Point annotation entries
-------------------------

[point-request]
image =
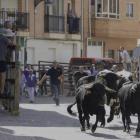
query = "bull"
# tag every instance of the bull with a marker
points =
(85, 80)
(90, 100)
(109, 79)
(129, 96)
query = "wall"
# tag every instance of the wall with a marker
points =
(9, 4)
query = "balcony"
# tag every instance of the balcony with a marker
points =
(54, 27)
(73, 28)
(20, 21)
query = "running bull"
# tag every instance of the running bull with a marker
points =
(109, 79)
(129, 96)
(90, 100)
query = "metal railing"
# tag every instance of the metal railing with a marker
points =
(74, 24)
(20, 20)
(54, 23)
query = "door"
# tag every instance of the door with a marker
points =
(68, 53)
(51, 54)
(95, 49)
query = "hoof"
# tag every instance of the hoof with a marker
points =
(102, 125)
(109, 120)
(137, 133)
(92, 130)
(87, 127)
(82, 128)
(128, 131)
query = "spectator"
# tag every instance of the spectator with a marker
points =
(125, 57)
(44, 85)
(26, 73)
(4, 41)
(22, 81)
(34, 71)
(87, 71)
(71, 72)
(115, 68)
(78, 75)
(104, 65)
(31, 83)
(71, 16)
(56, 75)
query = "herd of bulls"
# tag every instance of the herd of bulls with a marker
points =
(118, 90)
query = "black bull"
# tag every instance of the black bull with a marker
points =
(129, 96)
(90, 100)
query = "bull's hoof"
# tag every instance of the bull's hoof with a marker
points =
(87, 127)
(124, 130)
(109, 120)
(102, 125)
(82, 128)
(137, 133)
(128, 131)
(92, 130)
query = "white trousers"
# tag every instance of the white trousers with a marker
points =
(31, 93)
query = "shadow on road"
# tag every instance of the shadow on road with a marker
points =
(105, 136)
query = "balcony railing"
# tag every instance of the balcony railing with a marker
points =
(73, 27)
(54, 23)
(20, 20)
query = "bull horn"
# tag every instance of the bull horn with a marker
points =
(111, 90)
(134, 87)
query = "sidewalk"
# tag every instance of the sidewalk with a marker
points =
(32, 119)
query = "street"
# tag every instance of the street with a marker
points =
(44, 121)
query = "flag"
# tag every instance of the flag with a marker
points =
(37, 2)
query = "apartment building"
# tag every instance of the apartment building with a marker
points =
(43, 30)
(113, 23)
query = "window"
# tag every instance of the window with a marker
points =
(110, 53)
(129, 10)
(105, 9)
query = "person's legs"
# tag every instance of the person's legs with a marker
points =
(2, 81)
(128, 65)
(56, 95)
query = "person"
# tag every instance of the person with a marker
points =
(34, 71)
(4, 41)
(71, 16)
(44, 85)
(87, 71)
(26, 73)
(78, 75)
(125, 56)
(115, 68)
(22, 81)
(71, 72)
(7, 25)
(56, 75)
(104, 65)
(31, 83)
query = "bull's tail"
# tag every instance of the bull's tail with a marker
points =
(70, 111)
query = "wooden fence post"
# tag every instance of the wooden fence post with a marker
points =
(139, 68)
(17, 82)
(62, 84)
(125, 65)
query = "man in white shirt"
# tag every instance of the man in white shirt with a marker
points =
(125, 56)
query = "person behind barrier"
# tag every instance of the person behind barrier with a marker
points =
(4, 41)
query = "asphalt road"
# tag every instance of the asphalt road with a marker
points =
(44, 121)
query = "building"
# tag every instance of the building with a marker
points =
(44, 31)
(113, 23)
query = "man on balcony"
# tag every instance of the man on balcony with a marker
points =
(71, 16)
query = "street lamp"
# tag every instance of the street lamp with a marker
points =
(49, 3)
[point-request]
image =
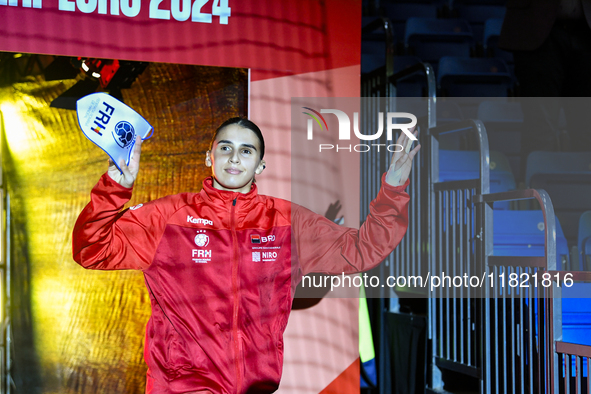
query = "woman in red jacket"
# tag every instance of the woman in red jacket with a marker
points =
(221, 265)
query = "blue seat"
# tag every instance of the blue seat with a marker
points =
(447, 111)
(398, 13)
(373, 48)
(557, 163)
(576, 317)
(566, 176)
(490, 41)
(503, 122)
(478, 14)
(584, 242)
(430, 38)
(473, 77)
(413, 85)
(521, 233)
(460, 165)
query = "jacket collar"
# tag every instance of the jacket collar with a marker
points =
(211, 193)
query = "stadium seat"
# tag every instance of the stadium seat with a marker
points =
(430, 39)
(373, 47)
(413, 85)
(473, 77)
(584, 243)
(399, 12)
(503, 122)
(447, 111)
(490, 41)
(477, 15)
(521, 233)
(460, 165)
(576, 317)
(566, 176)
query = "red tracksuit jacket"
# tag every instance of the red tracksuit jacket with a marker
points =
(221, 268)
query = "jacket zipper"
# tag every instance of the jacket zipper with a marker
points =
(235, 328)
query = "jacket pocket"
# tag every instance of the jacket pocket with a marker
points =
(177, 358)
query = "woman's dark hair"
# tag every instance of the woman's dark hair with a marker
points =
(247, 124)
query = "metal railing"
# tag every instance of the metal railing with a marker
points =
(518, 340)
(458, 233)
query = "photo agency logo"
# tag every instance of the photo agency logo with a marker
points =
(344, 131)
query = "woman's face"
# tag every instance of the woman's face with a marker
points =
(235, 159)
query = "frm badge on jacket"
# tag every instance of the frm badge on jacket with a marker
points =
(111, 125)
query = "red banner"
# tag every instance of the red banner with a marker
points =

-------------------------

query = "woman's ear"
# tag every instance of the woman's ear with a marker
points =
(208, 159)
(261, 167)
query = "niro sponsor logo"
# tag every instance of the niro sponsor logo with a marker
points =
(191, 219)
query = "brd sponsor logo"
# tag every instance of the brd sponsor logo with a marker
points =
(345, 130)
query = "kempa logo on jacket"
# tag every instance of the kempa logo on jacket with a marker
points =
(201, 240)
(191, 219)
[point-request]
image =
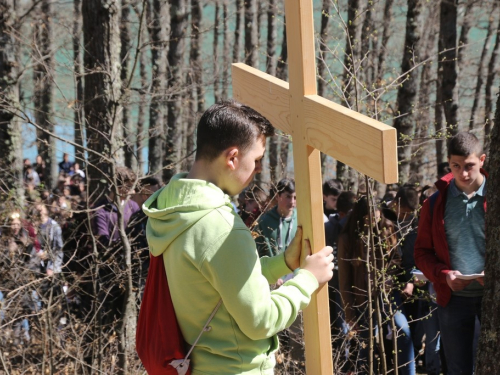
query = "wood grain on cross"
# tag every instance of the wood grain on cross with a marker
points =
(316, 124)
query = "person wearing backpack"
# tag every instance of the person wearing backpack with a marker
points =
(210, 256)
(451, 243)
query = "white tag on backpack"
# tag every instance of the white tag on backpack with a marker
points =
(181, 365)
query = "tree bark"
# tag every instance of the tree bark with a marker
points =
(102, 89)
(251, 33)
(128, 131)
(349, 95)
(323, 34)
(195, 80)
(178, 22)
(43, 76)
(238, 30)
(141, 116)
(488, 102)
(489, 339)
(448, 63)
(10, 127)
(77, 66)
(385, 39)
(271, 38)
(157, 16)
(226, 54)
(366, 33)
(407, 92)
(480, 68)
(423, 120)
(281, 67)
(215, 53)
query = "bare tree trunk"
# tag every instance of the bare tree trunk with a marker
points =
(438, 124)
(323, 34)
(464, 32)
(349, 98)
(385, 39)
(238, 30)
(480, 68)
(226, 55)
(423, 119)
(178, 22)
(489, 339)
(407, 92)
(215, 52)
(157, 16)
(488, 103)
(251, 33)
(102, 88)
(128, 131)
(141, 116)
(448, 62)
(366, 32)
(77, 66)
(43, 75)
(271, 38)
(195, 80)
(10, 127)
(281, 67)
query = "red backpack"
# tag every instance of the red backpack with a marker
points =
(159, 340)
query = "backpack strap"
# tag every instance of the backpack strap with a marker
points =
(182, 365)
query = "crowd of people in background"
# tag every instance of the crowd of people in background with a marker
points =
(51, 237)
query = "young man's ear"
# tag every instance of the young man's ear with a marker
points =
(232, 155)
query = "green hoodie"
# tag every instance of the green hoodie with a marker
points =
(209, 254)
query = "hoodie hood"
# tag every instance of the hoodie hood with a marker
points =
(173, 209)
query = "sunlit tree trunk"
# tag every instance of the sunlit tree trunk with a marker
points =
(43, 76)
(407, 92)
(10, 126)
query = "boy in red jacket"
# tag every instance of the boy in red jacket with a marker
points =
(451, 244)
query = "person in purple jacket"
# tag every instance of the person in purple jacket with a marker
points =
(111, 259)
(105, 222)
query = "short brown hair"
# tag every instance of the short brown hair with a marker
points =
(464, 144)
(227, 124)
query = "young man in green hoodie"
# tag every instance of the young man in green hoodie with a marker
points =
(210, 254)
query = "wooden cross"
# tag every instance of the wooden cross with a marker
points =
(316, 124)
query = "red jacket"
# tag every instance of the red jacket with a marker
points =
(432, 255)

-------------------------

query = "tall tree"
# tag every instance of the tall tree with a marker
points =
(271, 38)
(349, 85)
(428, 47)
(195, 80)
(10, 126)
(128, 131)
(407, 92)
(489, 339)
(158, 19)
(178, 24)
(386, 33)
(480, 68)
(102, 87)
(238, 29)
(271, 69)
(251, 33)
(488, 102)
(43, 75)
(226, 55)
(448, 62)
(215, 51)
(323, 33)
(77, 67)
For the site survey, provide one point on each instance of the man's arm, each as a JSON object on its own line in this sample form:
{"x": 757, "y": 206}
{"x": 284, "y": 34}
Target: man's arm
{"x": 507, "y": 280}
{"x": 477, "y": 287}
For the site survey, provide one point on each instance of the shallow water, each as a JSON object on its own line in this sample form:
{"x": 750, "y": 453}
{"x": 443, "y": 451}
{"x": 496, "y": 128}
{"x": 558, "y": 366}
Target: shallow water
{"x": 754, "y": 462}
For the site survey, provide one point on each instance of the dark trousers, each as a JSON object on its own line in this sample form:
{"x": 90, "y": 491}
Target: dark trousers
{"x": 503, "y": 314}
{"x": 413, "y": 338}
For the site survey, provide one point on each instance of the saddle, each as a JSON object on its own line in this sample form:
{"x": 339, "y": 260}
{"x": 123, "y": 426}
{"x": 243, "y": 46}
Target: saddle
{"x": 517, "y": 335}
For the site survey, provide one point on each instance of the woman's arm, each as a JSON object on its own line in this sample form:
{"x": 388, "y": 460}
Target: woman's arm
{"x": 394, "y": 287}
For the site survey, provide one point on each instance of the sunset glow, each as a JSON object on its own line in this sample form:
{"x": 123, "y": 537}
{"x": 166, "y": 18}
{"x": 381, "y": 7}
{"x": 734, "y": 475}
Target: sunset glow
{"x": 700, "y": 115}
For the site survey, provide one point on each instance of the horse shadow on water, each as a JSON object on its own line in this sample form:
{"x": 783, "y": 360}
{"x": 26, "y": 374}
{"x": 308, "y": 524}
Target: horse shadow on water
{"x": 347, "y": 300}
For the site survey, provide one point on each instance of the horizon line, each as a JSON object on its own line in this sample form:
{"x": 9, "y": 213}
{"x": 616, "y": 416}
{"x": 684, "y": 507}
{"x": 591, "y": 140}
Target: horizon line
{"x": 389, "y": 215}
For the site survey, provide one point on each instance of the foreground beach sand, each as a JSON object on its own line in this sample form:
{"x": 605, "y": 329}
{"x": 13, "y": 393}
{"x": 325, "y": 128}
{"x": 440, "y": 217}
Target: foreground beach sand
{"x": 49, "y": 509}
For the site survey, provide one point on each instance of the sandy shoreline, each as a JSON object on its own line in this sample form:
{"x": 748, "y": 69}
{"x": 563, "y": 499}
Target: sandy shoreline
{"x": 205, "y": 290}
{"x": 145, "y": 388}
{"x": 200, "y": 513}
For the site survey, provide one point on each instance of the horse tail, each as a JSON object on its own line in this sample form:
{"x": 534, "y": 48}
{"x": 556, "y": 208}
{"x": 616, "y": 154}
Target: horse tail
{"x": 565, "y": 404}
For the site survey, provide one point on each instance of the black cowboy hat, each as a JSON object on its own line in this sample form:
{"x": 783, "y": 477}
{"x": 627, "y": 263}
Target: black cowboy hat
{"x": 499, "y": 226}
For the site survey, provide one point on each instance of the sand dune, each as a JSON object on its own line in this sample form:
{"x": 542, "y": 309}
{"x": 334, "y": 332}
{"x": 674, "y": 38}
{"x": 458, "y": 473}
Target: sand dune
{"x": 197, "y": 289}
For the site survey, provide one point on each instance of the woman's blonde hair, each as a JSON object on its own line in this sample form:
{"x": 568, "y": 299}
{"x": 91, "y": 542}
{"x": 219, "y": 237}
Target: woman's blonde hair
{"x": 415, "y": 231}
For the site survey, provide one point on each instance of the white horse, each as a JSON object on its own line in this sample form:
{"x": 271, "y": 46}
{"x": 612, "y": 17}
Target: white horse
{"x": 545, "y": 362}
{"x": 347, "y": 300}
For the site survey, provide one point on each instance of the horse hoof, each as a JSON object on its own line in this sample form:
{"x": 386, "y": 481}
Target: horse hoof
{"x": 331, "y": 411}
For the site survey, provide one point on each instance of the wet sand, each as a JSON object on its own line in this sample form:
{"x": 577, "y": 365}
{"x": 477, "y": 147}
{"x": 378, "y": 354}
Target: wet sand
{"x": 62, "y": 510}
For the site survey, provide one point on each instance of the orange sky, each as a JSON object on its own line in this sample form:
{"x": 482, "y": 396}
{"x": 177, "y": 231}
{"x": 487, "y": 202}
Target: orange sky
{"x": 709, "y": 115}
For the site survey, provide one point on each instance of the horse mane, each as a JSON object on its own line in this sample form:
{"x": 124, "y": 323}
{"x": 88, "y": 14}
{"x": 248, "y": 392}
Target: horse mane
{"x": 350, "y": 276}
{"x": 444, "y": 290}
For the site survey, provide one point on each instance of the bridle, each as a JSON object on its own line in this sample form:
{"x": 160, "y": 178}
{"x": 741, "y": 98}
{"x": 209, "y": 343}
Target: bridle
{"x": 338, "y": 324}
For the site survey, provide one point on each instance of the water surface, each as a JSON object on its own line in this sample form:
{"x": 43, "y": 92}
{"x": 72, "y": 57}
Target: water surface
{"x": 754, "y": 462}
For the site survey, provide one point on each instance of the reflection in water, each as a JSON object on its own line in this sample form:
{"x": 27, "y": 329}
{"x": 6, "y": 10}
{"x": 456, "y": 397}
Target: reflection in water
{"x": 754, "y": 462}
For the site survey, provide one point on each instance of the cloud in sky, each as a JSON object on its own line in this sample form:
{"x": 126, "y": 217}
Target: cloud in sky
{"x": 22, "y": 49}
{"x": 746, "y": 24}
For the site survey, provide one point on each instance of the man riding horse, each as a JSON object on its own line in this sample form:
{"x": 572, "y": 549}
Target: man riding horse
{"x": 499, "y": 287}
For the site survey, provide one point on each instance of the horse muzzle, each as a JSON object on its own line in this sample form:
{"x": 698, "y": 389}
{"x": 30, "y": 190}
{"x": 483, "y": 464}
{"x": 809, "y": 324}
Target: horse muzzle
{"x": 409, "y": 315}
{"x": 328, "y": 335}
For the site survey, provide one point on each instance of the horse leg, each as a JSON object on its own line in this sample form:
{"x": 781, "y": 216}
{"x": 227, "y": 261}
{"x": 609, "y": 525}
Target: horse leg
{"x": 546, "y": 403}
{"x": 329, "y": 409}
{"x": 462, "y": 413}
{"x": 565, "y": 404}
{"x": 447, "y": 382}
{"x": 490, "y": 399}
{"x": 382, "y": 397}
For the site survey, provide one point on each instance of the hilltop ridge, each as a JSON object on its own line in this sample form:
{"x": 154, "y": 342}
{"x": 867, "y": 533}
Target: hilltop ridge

-------------------------

**TASK DESCRIPTION**.
Could you output the lines from the entries above, starting at the line that contains "of the water" and ending at the line that contains "Target: hilltop ridge", with both of those lines included and every character unchanged?

**TASK SOLUTION**.
For the site survey, provide one point on each instance of the water surface, each as a JSON object on its own line in this sample form:
{"x": 43, "y": 92}
{"x": 72, "y": 57}
Target: water surface
{"x": 754, "y": 462}
For the site survey, provide one point on each instance of the reflection in water, each as a JSON object on its own line in this sample form:
{"x": 27, "y": 329}
{"x": 6, "y": 10}
{"x": 456, "y": 397}
Target: reflection in water
{"x": 754, "y": 462}
For the site survey, provide one point on each instance of the cloud in sky, each as a JSON object on its own line in this sample form:
{"x": 126, "y": 217}
Target: cloud in sky
{"x": 22, "y": 49}
{"x": 746, "y": 24}
For the site survey, provide one point on each instance of the man riding horse, each as a JSON object on its own line in this sample form:
{"x": 572, "y": 549}
Target: man riding horse
{"x": 499, "y": 287}
For the site survey, provide one point on each instance of the horse muzzle, each as a JSON object on its own line in this sample form:
{"x": 698, "y": 389}
{"x": 30, "y": 190}
{"x": 483, "y": 464}
{"x": 809, "y": 324}
Target: horse muzzle
{"x": 409, "y": 315}
{"x": 328, "y": 335}
For the site survey, provide one point on each instance of the horse leg, each as a JSON object on its own line in this sample form:
{"x": 781, "y": 216}
{"x": 227, "y": 261}
{"x": 609, "y": 525}
Target: horse leg
{"x": 546, "y": 403}
{"x": 329, "y": 409}
{"x": 462, "y": 413}
{"x": 565, "y": 404}
{"x": 447, "y": 382}
{"x": 490, "y": 399}
{"x": 382, "y": 397}
For the site survey, provide one point on each instance of the hilltop ridge, each as a JSON object on its own line in this sample form:
{"x": 154, "y": 342}
{"x": 867, "y": 533}
Target: hilltop ridge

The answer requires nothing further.